EXERCISE DIRECTIONS:
Rewrite the items below, changing every "instance" to "occurrence" and leaving everything else the same.

-------- THE RECORDS

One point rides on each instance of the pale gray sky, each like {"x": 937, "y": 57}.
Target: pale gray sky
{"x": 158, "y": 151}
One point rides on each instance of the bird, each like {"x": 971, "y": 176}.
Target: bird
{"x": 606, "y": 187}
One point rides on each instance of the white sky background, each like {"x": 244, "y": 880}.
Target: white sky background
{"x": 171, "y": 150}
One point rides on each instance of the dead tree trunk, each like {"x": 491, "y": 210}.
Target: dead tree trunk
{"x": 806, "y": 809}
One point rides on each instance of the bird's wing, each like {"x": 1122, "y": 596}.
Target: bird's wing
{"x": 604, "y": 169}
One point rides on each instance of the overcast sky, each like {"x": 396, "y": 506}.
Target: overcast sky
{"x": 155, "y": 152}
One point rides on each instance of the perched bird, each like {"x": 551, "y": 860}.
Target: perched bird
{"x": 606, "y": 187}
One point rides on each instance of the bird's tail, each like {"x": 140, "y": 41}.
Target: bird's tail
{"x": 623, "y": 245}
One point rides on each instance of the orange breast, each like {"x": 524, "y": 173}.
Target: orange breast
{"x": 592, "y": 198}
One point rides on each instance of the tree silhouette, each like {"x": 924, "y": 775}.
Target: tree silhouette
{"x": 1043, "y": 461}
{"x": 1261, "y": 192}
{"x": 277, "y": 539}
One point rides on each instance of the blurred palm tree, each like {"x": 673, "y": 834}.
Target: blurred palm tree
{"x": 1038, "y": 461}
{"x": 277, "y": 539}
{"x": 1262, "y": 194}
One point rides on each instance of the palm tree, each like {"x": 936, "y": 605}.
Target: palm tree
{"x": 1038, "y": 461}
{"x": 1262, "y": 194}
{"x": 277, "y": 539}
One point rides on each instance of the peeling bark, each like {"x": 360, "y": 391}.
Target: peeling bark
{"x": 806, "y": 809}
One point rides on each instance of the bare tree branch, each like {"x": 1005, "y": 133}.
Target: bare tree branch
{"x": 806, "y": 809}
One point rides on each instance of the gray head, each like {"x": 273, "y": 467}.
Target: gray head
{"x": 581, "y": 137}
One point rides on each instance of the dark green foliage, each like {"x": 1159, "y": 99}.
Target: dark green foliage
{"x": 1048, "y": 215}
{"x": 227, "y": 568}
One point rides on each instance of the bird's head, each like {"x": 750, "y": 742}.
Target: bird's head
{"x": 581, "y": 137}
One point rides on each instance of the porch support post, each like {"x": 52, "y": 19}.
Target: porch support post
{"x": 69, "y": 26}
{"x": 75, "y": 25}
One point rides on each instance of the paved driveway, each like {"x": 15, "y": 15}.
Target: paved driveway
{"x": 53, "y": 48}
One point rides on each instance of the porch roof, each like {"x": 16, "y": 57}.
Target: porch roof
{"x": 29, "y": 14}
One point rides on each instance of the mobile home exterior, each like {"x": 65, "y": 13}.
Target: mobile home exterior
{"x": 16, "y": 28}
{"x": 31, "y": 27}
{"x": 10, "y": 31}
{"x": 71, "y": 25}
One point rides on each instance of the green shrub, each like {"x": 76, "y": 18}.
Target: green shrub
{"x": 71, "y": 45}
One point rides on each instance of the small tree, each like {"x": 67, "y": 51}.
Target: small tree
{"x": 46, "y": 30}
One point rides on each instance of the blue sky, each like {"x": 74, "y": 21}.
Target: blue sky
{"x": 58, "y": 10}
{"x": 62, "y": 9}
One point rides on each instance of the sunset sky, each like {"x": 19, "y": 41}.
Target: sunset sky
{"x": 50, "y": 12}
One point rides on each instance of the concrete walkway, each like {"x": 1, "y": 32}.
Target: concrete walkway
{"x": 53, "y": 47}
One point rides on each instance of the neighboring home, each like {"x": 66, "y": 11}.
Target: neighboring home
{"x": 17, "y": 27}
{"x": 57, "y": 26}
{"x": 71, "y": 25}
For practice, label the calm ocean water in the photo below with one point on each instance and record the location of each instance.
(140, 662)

----------------

SOLUTION FOR THIS PROBLEM:
One point rides on each occurrence of the pale gray sky, each like {"x": 937, "y": 57}.
Target: pale gray sky
{"x": 158, "y": 151}
One point rides on each occurrence of the bird, each like {"x": 971, "y": 176}.
Target: bird
{"x": 606, "y": 187}
One point rides on each occurrence of the white sky background, each like {"x": 244, "y": 880}.
Target: white sky background
{"x": 171, "y": 150}
One point rides on each occurrence of the dead tree trunk, each like {"x": 491, "y": 210}.
Target: dead tree trunk
{"x": 806, "y": 809}
One point rides on each occurrence of the bird's wing, each like {"x": 1122, "y": 596}.
Target: bird's wing
{"x": 604, "y": 169}
One point rides on each occurrence of the overcast sky, each like {"x": 396, "y": 506}.
Target: overcast sky
{"x": 155, "y": 152}
One point rides on each occurrence of the perched bird, each like {"x": 551, "y": 860}.
Target: perched bird
{"x": 606, "y": 187}
One point rides on each occurrence of the bird's tail, each like {"x": 140, "y": 41}.
Target: bird's tail
{"x": 623, "y": 245}
One point rides on each occurrence of the orange breast, each like {"x": 524, "y": 173}.
Target: orange breast
{"x": 592, "y": 198}
One point rides on each occurrence of the tree silhouette, each like {"x": 924, "y": 775}.
Target: tree silhouette
{"x": 1043, "y": 461}
{"x": 1261, "y": 192}
{"x": 277, "y": 539}
One point rides on each occurrence of the blurred palm tree, each like {"x": 673, "y": 834}.
Target: blurred palm tree
{"x": 1038, "y": 461}
{"x": 277, "y": 539}
{"x": 1262, "y": 194}
One point rides on each occurrence of the palm tree, each like {"x": 936, "y": 605}.
Target: palm tree
{"x": 1038, "y": 461}
{"x": 1262, "y": 194}
{"x": 277, "y": 539}
One point rides on each occurrence of the peeling bark, each like {"x": 360, "y": 391}.
Target: peeling bark
{"x": 806, "y": 809}
One point rides on each occurrence of the bare tree branch, each like {"x": 1005, "y": 133}.
Target: bare tree branch
{"x": 806, "y": 809}
One point rides on each occurrence of the gray head, each like {"x": 273, "y": 467}.
Target: gray head
{"x": 581, "y": 137}
One point rides on each occurrence of the dark green foliage, each like {"x": 1159, "y": 99}.
Target: dark green foliage
{"x": 1048, "y": 215}
{"x": 227, "y": 568}
One point rides on each occurrence of the bird's head, each like {"x": 750, "y": 742}.
Target: bird's head
{"x": 581, "y": 137}
One point rides on each occurrence of the porch support post, each like {"x": 52, "y": 19}.
Target: porch support post
{"x": 69, "y": 26}
{"x": 75, "y": 25}
One point rides on each occurrence of the paved driveway, each like {"x": 15, "y": 15}.
Target: paved driveway
{"x": 53, "y": 48}
One point rides on each occurrence of the porch roof, each like {"x": 16, "y": 57}.
Target: porch roof
{"x": 29, "y": 14}
One point rides on each occurrence of the mobile home exterior, each like {"x": 65, "y": 13}.
Target: mobile home exterior
{"x": 16, "y": 28}
{"x": 31, "y": 27}
{"x": 10, "y": 31}
{"x": 71, "y": 25}
One point rides on each occurrence of the green shrub, each like {"x": 76, "y": 18}.
Target: green shrub
{"x": 71, "y": 45}
One point rides on each occurrence of the small tree, each like {"x": 67, "y": 51}.
Target: small tree
{"x": 46, "y": 30}
One point rides on each occurrence of the blue sky, each like {"x": 74, "y": 21}.
Target: blue sky
{"x": 58, "y": 10}
{"x": 62, "y": 9}
One point rides on each occurrence of the sunset sky, each like {"x": 19, "y": 41}.
Target: sunset sky
{"x": 50, "y": 12}
One point rides on each occurrence of the concrete walkway, each like {"x": 1, "y": 32}.
Target: concrete walkway
{"x": 53, "y": 47}
One point rides on each occurrence of the neighboring home, each like {"x": 66, "y": 11}.
Target: neighboring home
{"x": 17, "y": 27}
{"x": 57, "y": 26}
{"x": 71, "y": 25}
For practice, label the calm ocean water in the photo below with one point on each occurrence and record the location of each occurrence.
(140, 662)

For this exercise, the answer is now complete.